**MATERIAL TO PROCESS**:
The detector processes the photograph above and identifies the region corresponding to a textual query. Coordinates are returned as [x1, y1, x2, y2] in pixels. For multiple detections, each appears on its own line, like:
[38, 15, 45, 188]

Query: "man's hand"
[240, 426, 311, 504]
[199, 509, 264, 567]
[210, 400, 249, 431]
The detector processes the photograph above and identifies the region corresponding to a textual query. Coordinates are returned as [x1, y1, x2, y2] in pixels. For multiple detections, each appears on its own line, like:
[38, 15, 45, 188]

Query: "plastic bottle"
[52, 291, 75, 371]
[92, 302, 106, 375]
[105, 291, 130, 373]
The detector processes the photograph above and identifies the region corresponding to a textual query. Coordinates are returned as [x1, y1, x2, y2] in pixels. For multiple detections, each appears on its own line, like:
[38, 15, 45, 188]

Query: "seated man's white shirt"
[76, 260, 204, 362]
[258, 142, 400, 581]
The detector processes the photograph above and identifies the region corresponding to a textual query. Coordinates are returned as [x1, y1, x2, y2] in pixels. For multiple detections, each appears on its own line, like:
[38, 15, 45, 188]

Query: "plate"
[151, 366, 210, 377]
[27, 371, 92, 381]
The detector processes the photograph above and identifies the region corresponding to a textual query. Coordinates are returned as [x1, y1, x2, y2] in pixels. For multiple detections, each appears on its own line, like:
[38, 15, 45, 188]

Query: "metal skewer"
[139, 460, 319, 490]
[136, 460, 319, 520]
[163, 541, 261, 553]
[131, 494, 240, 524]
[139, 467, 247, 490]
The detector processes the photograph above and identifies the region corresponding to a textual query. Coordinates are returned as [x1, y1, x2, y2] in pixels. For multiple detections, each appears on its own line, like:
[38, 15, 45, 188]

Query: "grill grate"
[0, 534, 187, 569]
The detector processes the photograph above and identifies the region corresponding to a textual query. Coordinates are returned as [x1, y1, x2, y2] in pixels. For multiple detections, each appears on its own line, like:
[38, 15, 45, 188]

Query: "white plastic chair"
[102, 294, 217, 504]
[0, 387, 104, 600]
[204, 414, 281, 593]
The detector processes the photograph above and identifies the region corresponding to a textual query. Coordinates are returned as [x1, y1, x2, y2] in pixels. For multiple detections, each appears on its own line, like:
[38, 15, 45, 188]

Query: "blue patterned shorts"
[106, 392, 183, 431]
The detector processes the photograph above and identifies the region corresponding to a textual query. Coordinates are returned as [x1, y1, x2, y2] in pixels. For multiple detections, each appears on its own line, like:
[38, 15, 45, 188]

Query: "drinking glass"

**OBJECTIVE**:
Please reproduce all of the records above word for word, changing nothing.

**EXERCISE RESULT**:
The detector processes the photograph above and identifies the region corresponding to a textual query. Coordinates are returned as [x1, y1, x2, y2] in pixels. For multiple detections, each appears on its own line, like:
[38, 15, 45, 188]

Query: "man's hand"
[240, 426, 311, 504]
[199, 509, 264, 567]
[210, 400, 249, 431]
The detector processes the photograph above and identifies the region corresponding to a textual query. Coordinates are returned as [x1, y1, x2, y2] in pixels. For multiple detections, each appears on its own line, like:
[38, 15, 45, 188]

Query: "plastic bottle"
[52, 291, 75, 371]
[92, 302, 106, 375]
[105, 291, 130, 373]
The detector processes the photograph above and identifies the region corresponding to a textual query. Coordinates are returned as [x1, y1, x2, y2] in pixels. For multiple detections, each appears on its own line, like:
[38, 15, 45, 188]

Query: "seated man's white shirt"
[76, 260, 204, 362]
[258, 142, 400, 581]
The detector processes the photograph above and identifies the region corresponding to a textual query. Coordinates are returned as [x1, y1, x2, y2] in pixels. For multiple detections, each appears on its own line, like:
[38, 15, 45, 188]

Query: "plate"
[151, 366, 210, 377]
[27, 371, 92, 381]
The detector processes the photograph above and identifies the region corresponding to a textual query. Coordinates are returned as [x1, y1, x2, y2] in pixels. For multiple detections, each appears on its own line, like:
[38, 15, 45, 188]

Query: "metal skewer"
[139, 460, 319, 490]
[136, 460, 319, 520]
[163, 541, 261, 553]
[131, 494, 240, 524]
[139, 467, 247, 490]
The detector processes the photograph above and identifies the region corresponding to a textual query. Coordinates are returned as [x1, y1, x2, y2] in pixels. For multiple detections, each appears on its own line, like:
[38, 15, 45, 188]

Query: "grill grate"
[0, 534, 187, 569]
The detector processes the photograph above and identifies the region corresponding to a textual query. Coordinates are returned as [x1, y1, x2, y2] in pixels. For multiple detections, each appears on its own line, like:
[38, 15, 45, 188]

Query: "white plastic chair"
[102, 294, 217, 504]
[0, 387, 104, 600]
[204, 414, 281, 593]
The detector processes the photograph above and identifies the region corresponding to a textual query. Coordinates are returned as [x1, y1, x2, y2] in pixels. For multiple detections, each appears on its own line, like:
[38, 15, 45, 188]

Query: "blue patterned shorts"
[106, 392, 183, 431]
The detector processes the photograph above and identifies the region corresponding to a textual query. Coordinates are returned as [x1, y1, x2, y2] in pixels. For multiple detections, each appears on its own line, like:
[38, 15, 45, 188]

Query: "drinking glass"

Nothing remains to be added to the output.